Modeling, Analyses, and Optimization of Planar Active Frame Structures Composed of Piezoelectric Beams

Abstract

Frame structures are widely used in engineering applications, especially in space structures. For special use such as shape and vibration control of such structures, piezoelectric patches are usually placed on the beam surfaces to form active frame structures. To perform shape control or vibration control tasks, modeling methods for the formed active frame structures need to be studied. This paper develops a new distributed model of an active frame structure composed of multilayer piezoelectric beam components. First, the governing equations of a beam, bonded with piezoelectric patches, are developed via the generalized Hamilton principle, by considering the transverse shear strain. Then, the analytical solutions of the governing equations and the generalized element stiffness matrix are derived through the distributed transfer function formulation. Finally, the analytical solution of the entire system is obtained by the technique for assembling element stiffness matrix. In numerical simulations, buckling and vibration of an active frame structure are both studied. In addition, a novel Improved Ant Lion algorithm is proposed for optimal design of the frame structures. The optimization examples confirm that the proposed algorithm is more efficient than other existing popular algorithms such as Genetic Algorithm (GA) and Ant Lion Optimization (ALO) algorithm.

───

- _Task details_:
Render this sentence from the abstract on piezoelectric frame structures in Spanish: "Frame structures are widely used in engineering applications, especially in space structures."

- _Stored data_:
───

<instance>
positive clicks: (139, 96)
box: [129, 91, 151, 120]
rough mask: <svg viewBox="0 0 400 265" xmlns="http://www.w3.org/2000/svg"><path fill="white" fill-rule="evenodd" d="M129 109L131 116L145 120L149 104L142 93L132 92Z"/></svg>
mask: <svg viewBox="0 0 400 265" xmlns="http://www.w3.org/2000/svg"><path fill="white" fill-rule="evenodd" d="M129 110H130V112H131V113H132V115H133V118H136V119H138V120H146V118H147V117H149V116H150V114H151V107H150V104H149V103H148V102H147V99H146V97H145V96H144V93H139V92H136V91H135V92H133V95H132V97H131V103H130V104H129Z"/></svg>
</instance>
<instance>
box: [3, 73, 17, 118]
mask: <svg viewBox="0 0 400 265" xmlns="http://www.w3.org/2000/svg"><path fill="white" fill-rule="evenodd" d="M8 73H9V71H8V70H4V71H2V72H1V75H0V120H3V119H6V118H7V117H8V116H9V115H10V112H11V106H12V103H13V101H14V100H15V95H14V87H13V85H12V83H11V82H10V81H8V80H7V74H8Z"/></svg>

───

- _Response to this task_:
Las estructuras de marco se utilizan ampliamente en aplicaciones de ingeniería, especialmente en estructuras espaciales.